INFORMATION SHOWN →

++++++++

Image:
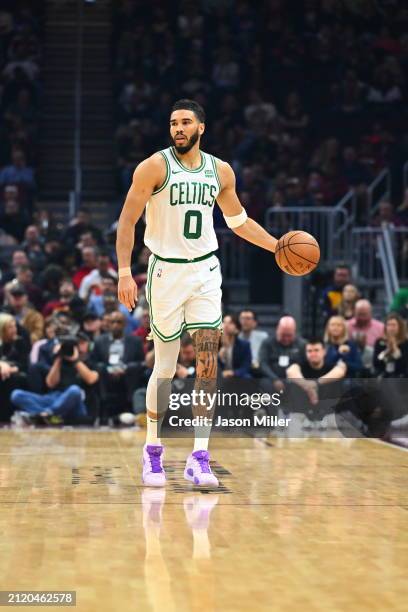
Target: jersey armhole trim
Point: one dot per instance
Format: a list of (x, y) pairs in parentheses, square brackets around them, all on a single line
[(166, 180), (216, 171)]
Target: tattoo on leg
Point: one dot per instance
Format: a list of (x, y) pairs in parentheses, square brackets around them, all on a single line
[(206, 345)]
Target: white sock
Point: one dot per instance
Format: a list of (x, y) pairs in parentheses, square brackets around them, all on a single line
[(201, 438), (151, 432), (159, 385)]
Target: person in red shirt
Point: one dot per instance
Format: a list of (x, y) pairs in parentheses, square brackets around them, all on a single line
[(143, 330)]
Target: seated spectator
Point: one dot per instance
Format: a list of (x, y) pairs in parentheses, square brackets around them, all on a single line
[(92, 281), (400, 302), (66, 382), (89, 263), (340, 348), (333, 294), (18, 258), (143, 330), (66, 294), (363, 323), (92, 325), (97, 303), (317, 381), (20, 309), (235, 354), (33, 246), (350, 295), (50, 329), (119, 359), (18, 173), (79, 225), (249, 323), (13, 220), (14, 352), (24, 277), (391, 350), (278, 353)]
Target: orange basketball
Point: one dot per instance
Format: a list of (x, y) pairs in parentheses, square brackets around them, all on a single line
[(297, 253)]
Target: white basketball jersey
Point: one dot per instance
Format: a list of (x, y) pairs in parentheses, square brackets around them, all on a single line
[(179, 214)]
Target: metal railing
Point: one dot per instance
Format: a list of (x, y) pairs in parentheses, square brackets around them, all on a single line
[(234, 255), (374, 251), (331, 226), (76, 194), (400, 243), (380, 189)]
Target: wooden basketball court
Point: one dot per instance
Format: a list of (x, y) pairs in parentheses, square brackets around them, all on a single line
[(308, 525)]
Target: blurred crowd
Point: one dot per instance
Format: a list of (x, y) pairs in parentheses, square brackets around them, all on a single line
[(70, 353), (304, 99), (20, 97), (303, 107)]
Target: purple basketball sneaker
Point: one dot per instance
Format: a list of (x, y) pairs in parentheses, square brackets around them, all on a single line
[(153, 472), (198, 469)]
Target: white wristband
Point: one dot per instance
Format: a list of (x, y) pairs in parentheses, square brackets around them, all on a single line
[(236, 220), (124, 272)]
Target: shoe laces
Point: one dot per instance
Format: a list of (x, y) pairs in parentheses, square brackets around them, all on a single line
[(155, 459), (203, 458)]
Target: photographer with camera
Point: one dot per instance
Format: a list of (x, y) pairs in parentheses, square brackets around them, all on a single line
[(69, 377)]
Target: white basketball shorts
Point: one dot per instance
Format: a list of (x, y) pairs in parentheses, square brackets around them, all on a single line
[(183, 296)]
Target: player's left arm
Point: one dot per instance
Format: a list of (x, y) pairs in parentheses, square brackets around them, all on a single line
[(235, 215)]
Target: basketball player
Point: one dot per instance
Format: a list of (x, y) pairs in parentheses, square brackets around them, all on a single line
[(180, 186)]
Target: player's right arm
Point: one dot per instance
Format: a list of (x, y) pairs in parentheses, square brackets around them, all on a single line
[(148, 175)]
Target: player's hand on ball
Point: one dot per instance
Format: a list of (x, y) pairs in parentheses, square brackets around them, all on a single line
[(127, 292)]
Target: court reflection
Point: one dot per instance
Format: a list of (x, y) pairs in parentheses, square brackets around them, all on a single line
[(195, 569)]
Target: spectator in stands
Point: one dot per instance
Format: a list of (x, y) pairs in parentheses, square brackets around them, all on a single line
[(119, 358), (249, 323), (92, 325), (14, 353), (50, 329), (317, 380), (333, 294), (143, 330), (93, 280), (363, 323), (89, 263), (97, 302), (24, 277), (278, 353), (23, 313), (18, 258), (235, 354), (80, 225), (340, 348), (33, 246), (18, 173), (350, 296), (391, 350), (66, 381)]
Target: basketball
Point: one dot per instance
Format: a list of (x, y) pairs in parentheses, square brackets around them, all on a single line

++++++++

WHAT IS REQUIRED → Exclude every picture and copy the remaining data exactly.

ANSWER BOX →
Image:
Target: jersey armhole trim
Point: one dot per instance
Format: a list of (x, y) pairs in parentheses, square brackets around them, all on a single line
[(166, 180), (216, 171)]
Target: tattoo on leg
Point: one dot per instance
Format: a list of (x, y) pairs in parentheses, square brackets around them, all on a single line
[(206, 345)]
Target: white sock
Point: one dot per instance
Format: a list of (x, y) pairs in parentheses, square brackets around them, all on a single line
[(201, 438), (151, 432), (159, 385)]
Target: person in red shirt
Point: one dot per instance
Format: a list of (x, y) pairs in parentheses, square brackets around them, all on a single line
[(143, 330)]
Target: seated spectator
Point: one dot per instance
Format: a list of (x, y) pairs in parentheses, square brackets around them, all on a single line
[(92, 281), (400, 302), (66, 382), (89, 263), (340, 348), (333, 294), (18, 258), (143, 330), (66, 294), (363, 323), (92, 325), (97, 303), (317, 381), (20, 309), (235, 354), (33, 246), (350, 295), (50, 329), (119, 359), (18, 173), (79, 225), (249, 323), (13, 220), (14, 352), (24, 277), (391, 350), (278, 353)]
Target: orange basketball
Point: one dot per instance
Format: a list of (x, y) pairs in parentheses, square brackets around them, all on a single line
[(297, 253)]
Target: white basketball jersey
Point: one dot per instance
Format: a list of (x, y) pairs in parentheses, square brackets around them, all on a single line
[(179, 214)]
Target: metal railing
Point: one dot per instance
Format: a list of (x, y) pairs in parentheses, square brackets around them, all on a single line
[(234, 255), (374, 251), (331, 226), (76, 194), (400, 243), (380, 189)]
Target: wooden basketball court
Point: one dot per instance
Format: a list of (x, y) pairs in parentheses, square brackets around them, all on a single line
[(308, 525)]
Target: blurred crowd
Point: one dot per instance
Format: a list of (x, y) pairs in parentheses, square brackets around them, all on a single line
[(70, 353), (304, 99), (20, 97), (303, 107)]
Target: purple basketball sneaker
Point: one dot per instance
Format: a list of (x, y) pairs in parentheses, square brackets around them, all on a single line
[(153, 472), (198, 469)]
Target: white wristband
Point: one dot per instance
Format: a list of (x, y) pairs in parentheses, square brackets around them, all on a single line
[(236, 220), (124, 272)]
Target: shoe laces
Point: one dot per instance
Format: a list of (x, y) pairs in parentheses, square brackets around them, all on a single line
[(155, 459), (203, 458)]
Target: photographer with camera
Point: one dot per instance
Format: a list of (x, y) pairs in parentheses, square brackets around them, all on a single line
[(69, 377)]
Target: white basketball shorts
Point: one dot per instance
Format: a list of (x, y) pairs in parentheses, square brackets around them, all on a single line
[(183, 296)]
Target: player's left arm
Point: one dot per instance
Format: a list of (x, y) pairs in parentheses, square brackets around them, all on a single line
[(235, 215)]
Target: basketball player
Point: one dot per instance
Format: a list of (x, y) pairs in parentheses, square brackets around them, all on a single line
[(180, 186)]
Target: player's right arm
Point: one dot per instance
Format: a list of (x, y) pairs in parentheses, square brackets around them, all on a single line
[(148, 175)]
Target: player's hand on ball
Point: one dot per instance
Format: a list of (x, y) pairs in parentheses, square brackets around them, all on a single line
[(127, 292)]
Target: court reflection
Point: one dot per instance
Format: a list of (x, y) pairs in parentheses, square brackets around them, all on a single line
[(195, 569)]
Target: spectator in stands
Point: one dot per instance
Format: a list of (x, y) pairs in parentheses, square brackets around them, all on a single line
[(119, 358), (249, 323), (92, 325), (14, 353), (50, 329), (317, 380), (333, 294), (143, 330), (93, 280), (363, 323), (89, 263), (97, 302), (24, 277), (278, 353), (23, 313), (18, 258), (235, 354), (80, 225), (340, 348), (33, 246), (18, 173), (350, 296), (391, 350), (66, 381)]
Target: basketball
Point: one dot per instance
Format: a list of (x, y) pairs in parentheses, square brackets around them, all on a single line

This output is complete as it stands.